__Listed entries__:
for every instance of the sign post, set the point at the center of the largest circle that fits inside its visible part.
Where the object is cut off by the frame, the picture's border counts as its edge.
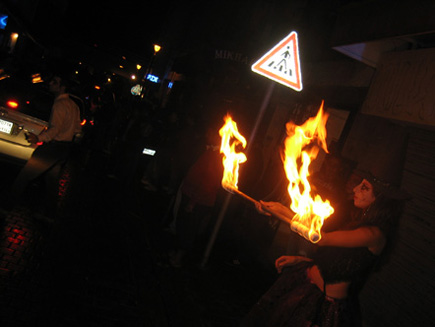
(281, 63)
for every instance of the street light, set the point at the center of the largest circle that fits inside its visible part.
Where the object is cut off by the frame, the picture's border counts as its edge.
(148, 71)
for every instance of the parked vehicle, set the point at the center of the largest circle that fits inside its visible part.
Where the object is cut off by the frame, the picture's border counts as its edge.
(24, 107)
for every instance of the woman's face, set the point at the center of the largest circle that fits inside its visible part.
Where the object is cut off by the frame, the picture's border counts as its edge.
(363, 195)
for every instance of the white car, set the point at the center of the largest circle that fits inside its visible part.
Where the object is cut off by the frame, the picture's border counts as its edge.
(23, 108)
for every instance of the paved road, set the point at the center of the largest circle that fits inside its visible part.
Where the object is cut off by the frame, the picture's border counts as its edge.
(103, 262)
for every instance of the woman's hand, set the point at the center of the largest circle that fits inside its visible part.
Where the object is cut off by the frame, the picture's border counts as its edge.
(260, 209)
(288, 260)
(32, 138)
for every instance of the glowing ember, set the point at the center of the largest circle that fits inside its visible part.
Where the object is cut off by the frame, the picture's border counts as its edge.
(231, 138)
(301, 147)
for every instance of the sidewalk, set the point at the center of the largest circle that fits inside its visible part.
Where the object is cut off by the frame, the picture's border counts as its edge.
(103, 262)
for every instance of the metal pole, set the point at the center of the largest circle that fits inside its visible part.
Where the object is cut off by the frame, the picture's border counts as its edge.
(224, 208)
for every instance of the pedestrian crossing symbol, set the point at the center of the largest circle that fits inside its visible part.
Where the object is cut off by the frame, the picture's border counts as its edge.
(281, 63)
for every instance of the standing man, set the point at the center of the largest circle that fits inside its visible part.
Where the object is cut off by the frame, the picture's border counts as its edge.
(57, 141)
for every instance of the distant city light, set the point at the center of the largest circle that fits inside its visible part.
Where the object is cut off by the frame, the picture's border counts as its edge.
(3, 21)
(149, 152)
(136, 89)
(152, 78)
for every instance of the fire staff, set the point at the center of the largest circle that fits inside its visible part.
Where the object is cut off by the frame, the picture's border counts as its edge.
(323, 290)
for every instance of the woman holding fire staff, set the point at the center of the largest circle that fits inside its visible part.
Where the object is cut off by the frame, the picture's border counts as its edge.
(323, 290)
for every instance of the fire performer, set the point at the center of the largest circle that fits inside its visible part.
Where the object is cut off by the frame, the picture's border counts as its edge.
(323, 290)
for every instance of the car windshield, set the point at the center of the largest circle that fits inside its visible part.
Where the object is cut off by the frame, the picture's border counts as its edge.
(31, 99)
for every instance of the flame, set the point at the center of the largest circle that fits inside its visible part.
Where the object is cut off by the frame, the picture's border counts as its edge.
(301, 148)
(231, 138)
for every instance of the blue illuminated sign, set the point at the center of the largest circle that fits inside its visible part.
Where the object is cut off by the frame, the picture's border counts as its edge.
(3, 21)
(152, 78)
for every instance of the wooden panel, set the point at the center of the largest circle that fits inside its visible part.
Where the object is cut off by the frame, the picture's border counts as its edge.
(403, 86)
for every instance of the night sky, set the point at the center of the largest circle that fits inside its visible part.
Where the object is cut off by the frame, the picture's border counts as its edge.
(127, 25)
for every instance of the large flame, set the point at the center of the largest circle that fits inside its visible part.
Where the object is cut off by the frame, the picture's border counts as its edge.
(301, 147)
(231, 138)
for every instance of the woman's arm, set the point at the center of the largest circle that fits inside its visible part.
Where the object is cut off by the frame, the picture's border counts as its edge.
(368, 236)
(275, 208)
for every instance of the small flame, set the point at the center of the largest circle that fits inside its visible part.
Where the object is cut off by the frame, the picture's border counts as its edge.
(231, 138)
(309, 212)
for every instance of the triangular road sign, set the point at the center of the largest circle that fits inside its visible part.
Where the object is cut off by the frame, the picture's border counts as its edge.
(281, 63)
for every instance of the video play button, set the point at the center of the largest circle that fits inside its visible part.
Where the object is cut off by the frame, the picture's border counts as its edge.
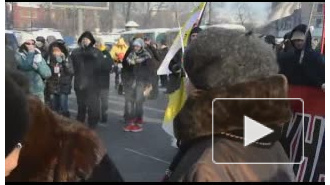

__Problem requirements__:
Take every entry and repeat it verbatim, minus the pictures.

__Output of the task__:
for every instance of the sign post, set the point at the center of the largest circle that fits inside its visible part.
Where the object is cut off by the frame, the picture's border counts as its edge.
(281, 63)
for every instance of the street light, set the point at the center of the largest circle that fits inside its visible part.
Where the object is cut off by the frame, the picture's border counts as its edge.
(148, 71)
for every instance of the parked vehicle, set the point at the center of the largest circle that fits inside its visible part.
Where the object is cut off by the frame, the picture's border counts as its edge.
(24, 107)
for every instance of the woman's face, set the point at the center of the largest circle that fits inside its visible part.
Where the object is cut off by the frame, the picture's border counts as its edge.
(363, 195)
for every instance of the white car, set the point at the center of the largest circle that fits inside its visible part.
Where the object is cut off by the frame, the picture's border counts as its edge.
(23, 108)
for every instance of the paved road, set the point at the center of the largest circle that fits inside its visible part.
Where the object is cut off by the frame, the picture's border counts as its edge.
(103, 262)
for every instance of the woman's hand, set the point at the center of the largest circle that fits inside its visible part.
Where the object is cut off by the frame, the picture's border counts as its edge.
(260, 209)
(288, 260)
(32, 138)
for every instance of the glowing ember, set the point at the center of the largest circle that fits inside its visible part.
Where the object is cut off by the frame, the picture's border counts as its edge.
(231, 138)
(301, 147)
for every instance of the sidewalk, set the point at the center of the largest circle that fits inside its visible part.
Where the object is cut off by the frame, the picture's border counts as its edge.
(103, 262)
for every instance of the metal pole, set the point at the center of the largest circle that fits inside its visible part.
Where the object is cut off by the frame, the picture's border counts as its edge.
(224, 208)
for every instance of the pedestrian crossing symbol, set the point at the center of the largest circle that fits inside its visible part.
Where the object is cut off by the frame, the picture's border counts as its edge.
(281, 63)
for every instance of the standing man, set the point at the center of the largest circle that fits inside its visible part.
Where the object is cut off by the frame, the picture's border counts as its edge.
(57, 141)
for every instance of the distant city light, set the point at the center of the largest circle that fits inside its visible part.
Where the object is cut off by the frame, the picture's border counts as its edge.
(3, 21)
(149, 152)
(136, 89)
(152, 78)
for every instance of the fire staff, set the point at the center of the largest circle that fits inside its visible part.
Where the object is cut off by the frame, the picture's border counts as its edge.
(323, 290)
for every instance of the woman holding fire staff, set the point at the center of the largest circle that fits inside its visible part.
Where the object is cut off by the frame, the picture's border counts as its edge.
(323, 290)
for every instance of the fire performer, set the point at the center of the largest circle that fits inside its visible part.
Where the object is cut off by the frame, the picture's border counts as its edge.
(323, 290)
for every instance of the car windshield, set the point at the center of the largest circle that fits inside its visible part.
Where the object is cut off by the frame, the picture's border counts as its edge.
(31, 99)
for every instance of the flame, set the point at the center of the largest circle that fits inside its visible part.
Where the object is cut off by the frame, the picture's border counts as its edge.
(301, 148)
(231, 138)
for every instance of the blue illuminated sign, set the point at the center of the largest circle that fits inside its visible part.
Where the object is cut off by the frame, the picture's border counts as its edge.
(3, 21)
(152, 78)
for every instance of the wooden panel, set the point at the center of the largest circle that fits inside its visible part.
Where the object is cut off by the frame, the picture's border counts as its edge.
(403, 86)
for every instance of the night sky, set the point at the center of the largest circle that fits inside its visible part.
Where the object is cut off by the frame, the picture's border counts as its edge.
(127, 25)
for every instance of the large flame, set the point at the center of the largest circle that fits inside its visible part.
Where the object is cut off by the frame, the picture's border counts as its edge.
(301, 147)
(231, 138)
for every instance of the woman's arm, set the point at the center of the largest circle that fits inside its visible part.
Where the object is cut off by the frame, the picture's border counts as its edge.
(368, 236)
(275, 208)
for every instance of the small flame, set the point at the center of the largest circle that fits inside its visible part.
Where the object is cut off by the frame, the picture's border counts as its edge.
(231, 138)
(309, 212)
for every instance of the triangular road sign, set the point at the center of the largest circle that fits inside its visible part.
Where the object is cut off by the frame, the picture's border counts as its edge.
(281, 63)
for every instance of the video play button, set the point at the center of the largest circle that fits inside its visible part.
Where the object is cut off by the frame, the picture's border counts as its edge.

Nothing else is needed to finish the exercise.